The records =>

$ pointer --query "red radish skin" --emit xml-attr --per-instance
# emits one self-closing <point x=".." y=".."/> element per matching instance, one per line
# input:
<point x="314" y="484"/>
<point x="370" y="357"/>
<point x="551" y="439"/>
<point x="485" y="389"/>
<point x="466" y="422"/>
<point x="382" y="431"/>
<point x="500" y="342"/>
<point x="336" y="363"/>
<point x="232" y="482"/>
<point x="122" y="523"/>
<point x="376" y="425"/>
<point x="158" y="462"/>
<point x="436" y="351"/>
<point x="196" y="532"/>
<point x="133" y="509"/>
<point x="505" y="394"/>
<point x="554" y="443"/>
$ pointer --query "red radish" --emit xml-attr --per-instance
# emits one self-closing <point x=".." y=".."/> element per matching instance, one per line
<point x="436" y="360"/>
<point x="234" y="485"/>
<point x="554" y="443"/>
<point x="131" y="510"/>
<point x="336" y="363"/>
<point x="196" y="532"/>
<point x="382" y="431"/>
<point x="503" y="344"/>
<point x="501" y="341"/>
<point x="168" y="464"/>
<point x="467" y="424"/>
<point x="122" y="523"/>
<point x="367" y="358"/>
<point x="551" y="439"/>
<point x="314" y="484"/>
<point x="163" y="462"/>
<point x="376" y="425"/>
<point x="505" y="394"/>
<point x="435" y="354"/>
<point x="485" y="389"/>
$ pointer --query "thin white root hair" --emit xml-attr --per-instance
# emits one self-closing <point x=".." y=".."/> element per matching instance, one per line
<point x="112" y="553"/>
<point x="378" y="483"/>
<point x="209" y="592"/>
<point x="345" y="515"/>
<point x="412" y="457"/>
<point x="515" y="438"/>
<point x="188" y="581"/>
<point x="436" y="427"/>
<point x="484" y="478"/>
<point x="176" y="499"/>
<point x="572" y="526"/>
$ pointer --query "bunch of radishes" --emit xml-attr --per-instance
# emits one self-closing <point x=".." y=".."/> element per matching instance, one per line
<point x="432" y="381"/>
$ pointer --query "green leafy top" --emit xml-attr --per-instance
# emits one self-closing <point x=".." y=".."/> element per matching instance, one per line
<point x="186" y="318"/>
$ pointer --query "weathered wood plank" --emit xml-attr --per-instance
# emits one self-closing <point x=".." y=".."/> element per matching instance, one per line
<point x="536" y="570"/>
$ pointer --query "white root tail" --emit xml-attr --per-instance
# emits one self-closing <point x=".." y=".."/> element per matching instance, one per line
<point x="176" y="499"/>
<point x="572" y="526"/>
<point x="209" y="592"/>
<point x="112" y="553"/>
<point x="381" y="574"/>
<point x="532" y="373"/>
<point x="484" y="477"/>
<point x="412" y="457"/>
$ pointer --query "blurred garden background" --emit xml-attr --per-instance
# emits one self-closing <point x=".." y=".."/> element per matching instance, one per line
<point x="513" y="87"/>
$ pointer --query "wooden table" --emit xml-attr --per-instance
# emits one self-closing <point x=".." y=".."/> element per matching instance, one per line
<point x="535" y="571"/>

Exercise =>
Every entry must be retyped in full, exactly as given.

Response =>
$ pointer --query "red radish skin" --emit xml-attr --per-instance
# emits one self-closing <point x=".." y=".."/> element per matching instance, one per line
# input:
<point x="314" y="484"/>
<point x="370" y="357"/>
<point x="551" y="439"/>
<point x="485" y="389"/>
<point x="466" y="422"/>
<point x="382" y="431"/>
<point x="500" y="342"/>
<point x="336" y="363"/>
<point x="232" y="482"/>
<point x="122" y="523"/>
<point x="376" y="425"/>
<point x="158" y="462"/>
<point x="436" y="351"/>
<point x="196" y="532"/>
<point x="133" y="509"/>
<point x="505" y="394"/>
<point x="554" y="443"/>
$ pointer --query "red radish" --emit xml-attr --per-instance
# emits one self-closing <point x=".." y=".."/> element per matching instance, one per line
<point x="436" y="360"/>
<point x="234" y="485"/>
<point x="554" y="443"/>
<point x="131" y="510"/>
<point x="336" y="363"/>
<point x="196" y="532"/>
<point x="382" y="431"/>
<point x="503" y="344"/>
<point x="501" y="341"/>
<point x="168" y="464"/>
<point x="467" y="424"/>
<point x="122" y="523"/>
<point x="367" y="358"/>
<point x="551" y="439"/>
<point x="314" y="484"/>
<point x="163" y="462"/>
<point x="376" y="425"/>
<point x="505" y="394"/>
<point x="435" y="354"/>
<point x="485" y="389"/>
$ pointer --query "thin white root hair" --emit xml-attr --per-instance
# emits one self-closing <point x=".." y=".."/> element per matching instance, one per line
<point x="112" y="553"/>
<point x="378" y="483"/>
<point x="209" y="592"/>
<point x="345" y="515"/>
<point x="412" y="457"/>
<point x="515" y="438"/>
<point x="188" y="581"/>
<point x="436" y="427"/>
<point x="484" y="478"/>
<point x="176" y="499"/>
<point x="572" y="526"/>
$ pointer --query "bunch of radishes" --emit xml-attr --per-instance
# emits one self-closing <point x=".." y=".."/> element per matching instance, one per line
<point x="432" y="381"/>
$ pointer --query "green leafy top" --emit xml-attr --per-instance
# emits one self-closing <point x=".." y=".."/> element per matching instance, one per line
<point x="186" y="318"/>
$ pointer --query "weathered wood plank" --emit xml-attr --per-instance
# emits one self-closing <point x=".." y=".."/> element per matching instance, one per line
<point x="536" y="570"/>
$ pointer --query "white root tail" --emit xml-attr --per-instance
# emits one self-closing <point x=".." y=".."/> element per matching instance, one per line
<point x="176" y="499"/>
<point x="572" y="526"/>
<point x="209" y="592"/>
<point x="112" y="553"/>
<point x="381" y="574"/>
<point x="532" y="373"/>
<point x="484" y="477"/>
<point x="412" y="457"/>
$ pointer --query "blurred garden background" --emit xml-attr --per-instance
# emits one self-closing <point x=".." y=".."/> element per matching instance, one per line
<point x="513" y="87"/>
$ pointer --query "wooden table" --emit xml-attr --per-instance
# emits one self-closing <point x=".." y=".."/> element per matching instance, one per line
<point x="535" y="571"/>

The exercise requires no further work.